::: Data provided :::
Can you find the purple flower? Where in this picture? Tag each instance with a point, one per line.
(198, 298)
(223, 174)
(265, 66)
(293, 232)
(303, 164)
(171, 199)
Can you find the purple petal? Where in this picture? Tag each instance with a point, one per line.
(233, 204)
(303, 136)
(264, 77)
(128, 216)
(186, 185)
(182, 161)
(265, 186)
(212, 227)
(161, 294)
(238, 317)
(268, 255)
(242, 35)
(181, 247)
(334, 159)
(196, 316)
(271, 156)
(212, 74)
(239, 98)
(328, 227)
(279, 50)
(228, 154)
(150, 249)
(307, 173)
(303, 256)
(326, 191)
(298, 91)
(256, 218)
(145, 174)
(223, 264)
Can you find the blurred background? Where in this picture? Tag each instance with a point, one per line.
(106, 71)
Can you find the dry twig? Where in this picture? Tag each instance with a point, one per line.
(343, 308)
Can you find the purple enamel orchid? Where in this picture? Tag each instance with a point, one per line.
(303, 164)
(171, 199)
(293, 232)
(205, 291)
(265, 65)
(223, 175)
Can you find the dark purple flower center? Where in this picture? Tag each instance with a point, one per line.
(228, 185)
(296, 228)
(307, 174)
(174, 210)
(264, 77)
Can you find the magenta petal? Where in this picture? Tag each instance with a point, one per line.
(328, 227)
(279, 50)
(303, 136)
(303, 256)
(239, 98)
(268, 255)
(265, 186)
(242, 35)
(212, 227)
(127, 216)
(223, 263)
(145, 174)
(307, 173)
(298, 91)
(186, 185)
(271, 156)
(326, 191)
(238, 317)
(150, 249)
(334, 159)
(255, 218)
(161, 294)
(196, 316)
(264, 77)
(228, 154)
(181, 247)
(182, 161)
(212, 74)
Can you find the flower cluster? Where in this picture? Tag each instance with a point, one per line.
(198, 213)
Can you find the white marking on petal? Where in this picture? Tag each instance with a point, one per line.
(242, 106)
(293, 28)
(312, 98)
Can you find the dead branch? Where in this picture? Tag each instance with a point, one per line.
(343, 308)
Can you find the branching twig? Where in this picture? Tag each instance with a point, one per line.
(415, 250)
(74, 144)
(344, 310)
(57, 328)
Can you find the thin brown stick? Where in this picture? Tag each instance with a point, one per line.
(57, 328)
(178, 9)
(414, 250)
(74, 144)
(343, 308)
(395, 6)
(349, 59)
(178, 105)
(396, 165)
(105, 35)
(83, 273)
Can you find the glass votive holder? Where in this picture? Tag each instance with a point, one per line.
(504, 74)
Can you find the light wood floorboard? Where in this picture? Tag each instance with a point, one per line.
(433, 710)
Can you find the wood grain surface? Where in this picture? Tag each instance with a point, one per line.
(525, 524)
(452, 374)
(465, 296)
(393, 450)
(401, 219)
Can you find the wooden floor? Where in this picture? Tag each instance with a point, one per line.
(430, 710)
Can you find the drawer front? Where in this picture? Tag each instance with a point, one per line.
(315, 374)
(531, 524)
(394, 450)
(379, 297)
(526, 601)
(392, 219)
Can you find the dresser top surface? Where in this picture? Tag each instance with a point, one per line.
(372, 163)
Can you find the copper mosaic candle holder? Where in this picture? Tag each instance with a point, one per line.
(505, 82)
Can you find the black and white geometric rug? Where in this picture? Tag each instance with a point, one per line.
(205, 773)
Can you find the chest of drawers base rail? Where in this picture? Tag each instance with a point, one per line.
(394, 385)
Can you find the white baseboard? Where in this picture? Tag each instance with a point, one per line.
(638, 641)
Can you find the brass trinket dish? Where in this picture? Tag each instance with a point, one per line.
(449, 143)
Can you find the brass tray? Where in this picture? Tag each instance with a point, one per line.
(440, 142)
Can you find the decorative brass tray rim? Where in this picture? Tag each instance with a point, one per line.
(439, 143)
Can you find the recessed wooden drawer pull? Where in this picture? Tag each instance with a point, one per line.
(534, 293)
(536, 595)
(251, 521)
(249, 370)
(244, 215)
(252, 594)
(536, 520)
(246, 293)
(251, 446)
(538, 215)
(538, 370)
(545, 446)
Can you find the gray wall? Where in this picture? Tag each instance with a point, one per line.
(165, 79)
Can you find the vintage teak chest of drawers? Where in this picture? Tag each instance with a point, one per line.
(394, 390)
:::
▸ **Your assignment**: The full listing above needs to be output exactly.

▸ **Exercise solution**:
Can you find the purple flower? Where in this picture? Tag each instance with a point, one per line.
(198, 298)
(223, 174)
(265, 66)
(293, 232)
(303, 164)
(171, 199)
Can you find the purple petal? Where in this picture? Tag each instance with a point, one per line.
(233, 204)
(303, 136)
(264, 77)
(128, 216)
(186, 185)
(182, 161)
(265, 186)
(212, 227)
(161, 294)
(238, 317)
(268, 255)
(242, 35)
(181, 247)
(334, 159)
(196, 316)
(271, 156)
(212, 74)
(239, 98)
(328, 227)
(279, 50)
(228, 154)
(150, 249)
(307, 173)
(303, 256)
(326, 191)
(298, 91)
(256, 218)
(145, 174)
(223, 264)
Can you find the blurred background? Where in this picture? Tag each instance with a point, one per line.
(106, 71)
Can you find the dry twig? Where in this picture? Tag each instance with a point, one per line.
(343, 308)
Can you find the purple enamel orchid? Where in this picture? Tag each instance with a point, one per line.
(303, 164)
(171, 199)
(293, 232)
(205, 291)
(265, 65)
(223, 175)
Can you find the dark purple flower center? Where in this picture? Tag each instance with a point, one per line.
(228, 185)
(296, 228)
(307, 174)
(174, 210)
(264, 77)
Can you find the magenta petal? Where in this picture? Tag each instance with a point, one per line.
(328, 227)
(279, 50)
(303, 136)
(303, 256)
(239, 98)
(268, 255)
(265, 186)
(242, 35)
(212, 227)
(127, 216)
(223, 263)
(145, 174)
(307, 173)
(298, 91)
(186, 185)
(271, 156)
(326, 191)
(238, 317)
(150, 249)
(334, 159)
(255, 218)
(161, 294)
(196, 316)
(264, 77)
(228, 154)
(181, 247)
(182, 161)
(212, 74)
Can you find the flower cluster? Where in this picture? Tag each instance with a point, one per line.
(198, 213)
Can you find the white marking on petal? Where in this picture? Tag each instance with a point, one per line.
(242, 106)
(293, 28)
(312, 98)
Can you find the dead branch? Where in this picture? Tag each instance with a point, one per line.
(343, 308)
Can you find the branching twig? Where in this picture? Tag each instance with a point, one per line.
(415, 250)
(74, 144)
(344, 310)
(57, 328)
Can you find the thin brown stick? Where in this picture? Tag each instance with a point, one per line.
(57, 328)
(178, 9)
(414, 250)
(74, 144)
(343, 308)
(395, 6)
(349, 59)
(178, 105)
(396, 165)
(105, 35)
(83, 273)
Can you find the glass votive holder? Where in this picture? Tag each instance with a point, one per line.
(504, 74)
Can you find the light wood floorboard? Where in this picture? Tag each instance with a point, one per line.
(433, 710)
Can you find the wood grain surface? Where in this picture? Tag each instance with a point, one per line.
(525, 524)
(452, 374)
(465, 296)
(393, 450)
(401, 219)
Can you find the wooden floor? Where in this picture? Tag each instance with a point, one per line.
(430, 710)
Can you find the drawer front? Where in this picture? Tag each instance with a point, one per line.
(315, 374)
(531, 524)
(394, 450)
(379, 297)
(526, 601)
(392, 219)
Can you find the dresser top surface? Where in this picture? Tag each instance with a point, one per line.
(372, 163)
Can you find the copper mosaic candle holder? Where in this picture? Tag each instance with a point, one per line.
(505, 82)
Can you find the black and white geometric rug? Where in this picture? Tag each instance with a point, one per line.
(205, 773)
Can you find the chest of drawers base rail? Where in this picture? Tag each instance with a point, one per line.
(394, 385)
Can you find the white baseboard? Where in this picture? Tag each instance with a point, one per line.
(638, 641)
Can you find the brass trinket dish? Where in this picture? Tag each instance with a point, one per line.
(449, 143)
Can you find the brass tray? Where in this picture? Tag each instance with a point, one per line.
(440, 142)
Can you find the decorative brass tray rim? Where in this picture? Tag each instance with a point, one per line.
(439, 143)
Can you find the recessed wooden drawer pull? Where in this picture? Tag each instance with a point, one per line.
(534, 293)
(536, 595)
(251, 521)
(249, 370)
(244, 215)
(252, 594)
(536, 520)
(246, 293)
(251, 446)
(538, 215)
(538, 370)
(545, 446)
Can you find the gray wall? Where in this picture? Tag each instance with a point, one per line.
(165, 79)
Can you find the vintage teak chest of drawers? Where in this picture? Tag each instance with a point, one per line.
(394, 390)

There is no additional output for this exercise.